(Beginning of Excerpt to read)

A sure fire way to ensure your show gets rave reviews is surely the inclusion of a cute animal, so this season, Yuhan Wang did exactly that. As part of her collection Venus in Furs – which *spoiler* comprised more than a few shaggy faux fur looks – the former Fashion Easter sent her extremely adorable ragdoll cat Misty down the runway, clutching in the arms of a model in full snow leopard print. Perhaps slightly worrying for the feline in question? Elsewhere, though the offering was full of kitsch kitty prints and fluffy, floor-polishing shoes, the Yuhan Wang girl felt far more grown up this season, with her wispy, light-as-air sets out and something a bit more substantial – think leather corsets and bustle skirts, picnic blanket tailoring, and more than a few standout coats.
Vivienne Westwood’s design team has spent the last six months rifling through the archives, forging a self-referential collection that reads like a Greatest Hits. Alongside leopard spots and panther-inspired silhouettes, the jagged tiger print from Westwood’s AW01 collection made a comeback for AW22, reappearing across dresses, silk shirts, velvet blazers, and voluminous tunics, acknowledging the Chinese New Year. Much like her now-iconic Boucher corsets, Kronthaler and co spliced Pieter Bruegel’s 1559 painting The Fight Between Carnival and Lent into quilted coats, bags, and shoes. Elsewhere, the designer’s notorious ‘FUCK’ messaging was embazoned across corsets, as if pilfered from Westwood and Malcom McLaren’s Kings Road outpost in the 1970s. And although the designer devotes most of her time to climate activism these days, she still managed to emblazon hand-drawn eye motifs across stark white denim, inspired by her own, those in paintings by Mattise, and Middle Eastern talismans – perhaps a knowing wink to her unwavering vision.

(End of Excerpt to read)
(Beginning of The data)

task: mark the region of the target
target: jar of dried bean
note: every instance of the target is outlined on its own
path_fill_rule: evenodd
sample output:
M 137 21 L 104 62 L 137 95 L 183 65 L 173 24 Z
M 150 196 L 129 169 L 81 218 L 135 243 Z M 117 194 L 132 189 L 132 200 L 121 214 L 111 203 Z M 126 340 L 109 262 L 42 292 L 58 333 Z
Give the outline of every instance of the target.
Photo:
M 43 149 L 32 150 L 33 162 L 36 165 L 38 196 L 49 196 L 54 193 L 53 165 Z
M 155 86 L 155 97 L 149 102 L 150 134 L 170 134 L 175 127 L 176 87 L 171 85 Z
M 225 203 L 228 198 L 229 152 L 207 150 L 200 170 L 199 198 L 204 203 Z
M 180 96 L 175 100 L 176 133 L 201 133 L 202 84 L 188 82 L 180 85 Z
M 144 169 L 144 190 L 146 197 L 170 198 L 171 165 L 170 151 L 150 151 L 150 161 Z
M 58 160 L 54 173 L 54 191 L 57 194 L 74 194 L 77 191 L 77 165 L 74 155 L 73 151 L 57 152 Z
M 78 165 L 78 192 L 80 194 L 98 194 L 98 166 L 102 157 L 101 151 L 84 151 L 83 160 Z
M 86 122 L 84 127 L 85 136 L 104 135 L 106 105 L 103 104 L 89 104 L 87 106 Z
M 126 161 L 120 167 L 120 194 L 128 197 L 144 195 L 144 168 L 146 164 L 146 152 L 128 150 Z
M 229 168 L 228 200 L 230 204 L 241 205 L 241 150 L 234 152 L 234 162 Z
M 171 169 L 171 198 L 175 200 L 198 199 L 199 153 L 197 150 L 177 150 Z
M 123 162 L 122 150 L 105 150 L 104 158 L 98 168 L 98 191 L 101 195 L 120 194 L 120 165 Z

(End of The data)

_Actions to take_
[1] Name each garment in the fashion review on which the jagged tiger print from the AW01 collection reappears.
[2] Please extend the fashion review from its final sentence with another paragraph in the same style.

_Replies_
[1] Dresses, silk shirts, velvet blazers, voluminous tunics

[2]
As models emerged from beneath a chandelier in a grand, stately interior, there was a palpable shift in Raf Simons’ mood this season. Gone are the revolutionaries, ravers, and rioting teens, as the designer made way for a slew of eery, elegant protagonists cloaked in wraps, billowing trousers, and overblown blouson bombers, while backpacks and caps tumbled into long, silken trains, reminiscent of Prada’s SS22 offering. Simons was less reliant on graphics for AW22, too. Used sparingly and splashed across chunky blazers in purple and tangerine block letters, they were one of a few realistic pieces. The rest of the collection was weird, and brilliantly so, comprising vinyl prairie dresses, furry and slit-eyed military caps, and high-shine jumpsuits.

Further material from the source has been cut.